↓

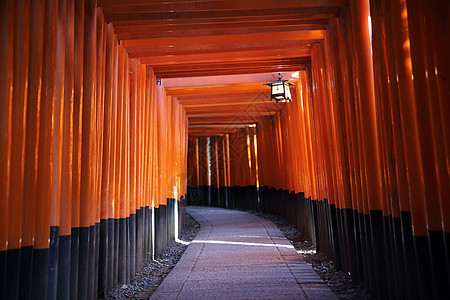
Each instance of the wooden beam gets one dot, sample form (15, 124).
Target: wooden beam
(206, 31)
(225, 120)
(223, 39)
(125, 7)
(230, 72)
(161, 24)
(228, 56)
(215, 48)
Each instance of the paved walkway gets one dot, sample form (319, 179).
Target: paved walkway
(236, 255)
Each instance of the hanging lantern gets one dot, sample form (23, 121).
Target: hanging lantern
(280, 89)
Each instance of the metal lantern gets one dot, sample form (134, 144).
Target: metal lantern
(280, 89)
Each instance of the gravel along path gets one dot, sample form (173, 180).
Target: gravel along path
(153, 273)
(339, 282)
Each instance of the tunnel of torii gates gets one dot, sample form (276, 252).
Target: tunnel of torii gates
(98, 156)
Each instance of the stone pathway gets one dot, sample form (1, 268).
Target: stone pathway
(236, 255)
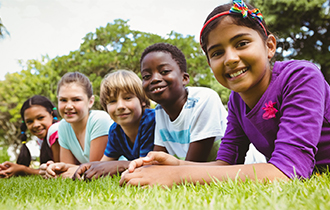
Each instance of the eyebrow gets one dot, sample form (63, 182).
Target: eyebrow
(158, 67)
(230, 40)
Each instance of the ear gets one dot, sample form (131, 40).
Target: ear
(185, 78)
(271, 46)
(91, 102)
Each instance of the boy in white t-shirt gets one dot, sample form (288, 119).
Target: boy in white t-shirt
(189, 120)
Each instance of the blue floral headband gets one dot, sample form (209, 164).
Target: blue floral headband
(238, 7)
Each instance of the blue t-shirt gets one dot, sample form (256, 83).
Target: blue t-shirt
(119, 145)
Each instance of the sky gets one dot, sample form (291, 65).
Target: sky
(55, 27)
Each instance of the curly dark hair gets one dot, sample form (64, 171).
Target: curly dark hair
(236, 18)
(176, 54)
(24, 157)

↑

__What this task involves__: Emit verbatim the lines running from the one with "Each instance of the curly" through the last line of the data, both endpoints inclusive.

__Answer for the task__:
Each instance of the curly dark hair gets one dot, sample form (64, 171).
Target: curly dark hair
(236, 18)
(176, 54)
(24, 157)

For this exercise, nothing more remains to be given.